(Beginning of Input data)

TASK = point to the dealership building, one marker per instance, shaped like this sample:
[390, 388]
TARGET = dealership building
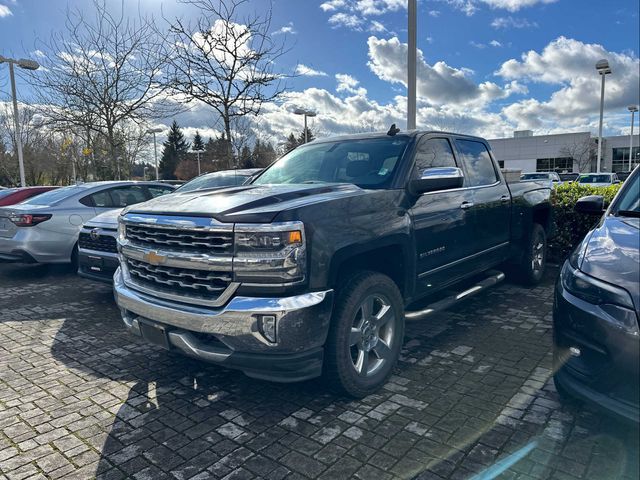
[565, 152]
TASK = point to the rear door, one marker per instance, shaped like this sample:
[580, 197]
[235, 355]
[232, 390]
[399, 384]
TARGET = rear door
[491, 202]
[442, 222]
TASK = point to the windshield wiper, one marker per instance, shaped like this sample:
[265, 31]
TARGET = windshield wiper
[628, 213]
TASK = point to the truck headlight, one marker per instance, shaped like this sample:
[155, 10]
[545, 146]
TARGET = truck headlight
[271, 254]
[615, 303]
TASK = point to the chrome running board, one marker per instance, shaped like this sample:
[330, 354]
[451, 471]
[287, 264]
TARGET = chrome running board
[494, 278]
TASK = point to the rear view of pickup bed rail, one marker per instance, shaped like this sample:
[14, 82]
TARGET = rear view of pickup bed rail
[307, 271]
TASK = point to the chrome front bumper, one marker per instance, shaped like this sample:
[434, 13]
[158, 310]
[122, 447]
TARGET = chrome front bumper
[230, 335]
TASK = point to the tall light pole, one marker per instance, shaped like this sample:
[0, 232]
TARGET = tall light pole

(End of Input data)

If a line in the entries includes the word "pole", copy that line out.

**Exercise output:**
TASK = point to the tall light pole, one marker per instance, shaped like this sample:
TARGET = tall light pole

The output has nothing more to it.